A recap is due this effort, since I’ve yet to cover it much. So here goes…

The Public Records Law Reform Task Force has been reviewing the OPRL since October 2015, and is charged by the attorney general with recommending improvements. The initial issues before it were the sweeping old ones: too many exemptions, too many fees, too much time between public record requests and their actual release.

This task force has been at it for eight months. Weighing privacy protections with the need for disclosure, muddling toward a clear definition of public interest, and evaluating how it all gels with modern advances like body cameras.

Everyone at the table — some struck with a distinct sense of déjà vu — has been clear from the get-go that there’s no need to reinvent the wheel. Plenty of good work has probed this law already. Their approach to succeeding at another round of evaluations has been to recommend the improvements that everybody on the task force can get on board with.

It’s a reorganization of the law that’s been regarded as most likely to succeed this effort. The 400-plus exemptions that are propagating the OPRL like laurel bushes have been targeted for their own section, or several, so that people can at least find them, if not grasp the enormity of their impact. (The task force counted and it turns out there are more than 500 exemptions, actually, so my figure will be updated henceforth. You can find the Excel sheets they’ve produced detailing these here. And see the groovy video of how they are scattered through the law here.)

Put simply in an emailed statement, Rosenblum surmised:

“Forty years of accumulated exceptions from disclosure requirements have created a daunting mess, and we need a framework for addressing that”

But while reorganization sounds politically palatable, the task force hasn’t shirked the tougher nuts before it: fees and delays, which Rosenblum also promised to tackle.

“We may not fix all of these issues at once, but I expect to have a good start by next legislative session,” she wrote in a statement to Redacted, with the caveat that whatever effort charges forth recognize “the reality that some requests are straightforward but others are not.”

Task force members have meanwhile cooked up one other goal: to insert language into the OPRL that tells Oregonians and legislators what its policy aim is, rather than letting the courts do it, bit by bit, as has been the case.

“I think there is consensus to put into statute, much more clearly, that this is what this law is intended to accomplish,” said Les Zaitz, the Oregonian reporter who represents Oregon members of the Society of Professional Journalists in the effort. He said while there have been numerous rulings about whether citizens ought to have access to particular documents, it isn’t entirely clear what the state’s policy is regarding citizen access in Oregon. And that it should be. Though the law calls for addressing public interest in many cases, it’s never defined what public interest is, and whether that interest favors disclosure.

▶ **Excerpts of pointing data**:
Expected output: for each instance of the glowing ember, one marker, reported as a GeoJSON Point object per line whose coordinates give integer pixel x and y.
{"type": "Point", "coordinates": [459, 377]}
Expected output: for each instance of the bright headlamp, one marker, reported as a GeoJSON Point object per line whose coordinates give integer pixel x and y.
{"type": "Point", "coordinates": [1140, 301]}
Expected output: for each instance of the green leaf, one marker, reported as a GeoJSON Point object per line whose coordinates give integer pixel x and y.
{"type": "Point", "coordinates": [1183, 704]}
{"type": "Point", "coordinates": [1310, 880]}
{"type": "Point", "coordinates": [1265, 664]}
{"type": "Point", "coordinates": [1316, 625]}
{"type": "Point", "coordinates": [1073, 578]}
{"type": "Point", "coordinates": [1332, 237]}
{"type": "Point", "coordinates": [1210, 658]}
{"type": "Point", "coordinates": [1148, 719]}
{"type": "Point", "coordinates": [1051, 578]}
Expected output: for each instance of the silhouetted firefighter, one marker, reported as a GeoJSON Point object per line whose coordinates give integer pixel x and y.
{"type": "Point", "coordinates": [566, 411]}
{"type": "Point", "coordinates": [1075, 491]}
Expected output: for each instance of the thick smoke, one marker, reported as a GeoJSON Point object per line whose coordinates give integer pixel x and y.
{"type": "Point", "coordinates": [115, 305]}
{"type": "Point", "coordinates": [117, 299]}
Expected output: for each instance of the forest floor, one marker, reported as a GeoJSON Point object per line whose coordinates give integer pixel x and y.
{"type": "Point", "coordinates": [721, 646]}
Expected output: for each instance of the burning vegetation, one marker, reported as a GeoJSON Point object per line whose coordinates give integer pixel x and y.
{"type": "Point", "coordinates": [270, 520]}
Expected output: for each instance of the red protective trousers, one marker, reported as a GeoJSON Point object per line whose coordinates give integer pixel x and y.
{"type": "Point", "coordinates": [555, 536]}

▶ **Goal**: Write the next part of the article on Oregon's public records law reform task force, beginning right after its final sentence.

▶ **Task answer**:
With such statutory changes in hand, task force members reason the Oregon Legislature will have an easier time weighing new exemptions, and whether they ought to be allowed. And also weighing whether some exemptions ought to be lopped off.

Right now the task force has been defining exemptions as belonging to one of four categories: Those that (1) facilitate the efficient and effective administration of government; (2) protect personal privacy, including personal safety; (3) engender public safety; and (4) offer necessary economic privacy for individuals and private businesses. The exact definitions of these categories may wiggle, particularly the first. The effort is still underway.

It’s unclear whether this catalog of what fits where is preamble for a hatchet list of exemptions. But the effort will certainly flag exemptions that lie outside the state’s standard policy focus. Should it take up the charge, the task force could put an undetermined number of exemptions on the chopping block through a separate legislative effort. But it’s a big ask for the volunteer group. Such efforts are prone to provoking the wrath of special interest groups, and carrying that hot potato is likely to be viewed by some as not worth the time that it will gobble.

The group’s headway has so far been good. Of course it’s still early, as legislative efforts go. But this mix of state political and trade group leaders, press and citizen and student advocates, has struck a sturdy accord, one most unlike past performances at the legislature. That’s important, because that’s exactly where the task force is headed in 2017, and it’s there that past reform efforts have blown up. That this coalition of thought-leaders is finding consensus now, and gathering public sentiment behind them, could keep the usual fireworks at bay.

Now about those public hearings: the first is today, May 9, at the University of Oregon in Allen Hall, Room 41, in Eugene from 4:30 to 6 p.m. The university will host a second round of testimony at its Portland campus May 26 at 5:30 p.m. in the White Stag building. Can’t make it? Email: publicrecordstaskforce@doj.state.or.us.

“We want to make sure that we are addressing the problems that people are seeing in their day to day interaction with their government,” says Michael Kron, the task force lead for Attorney General Ellen Rosenblum.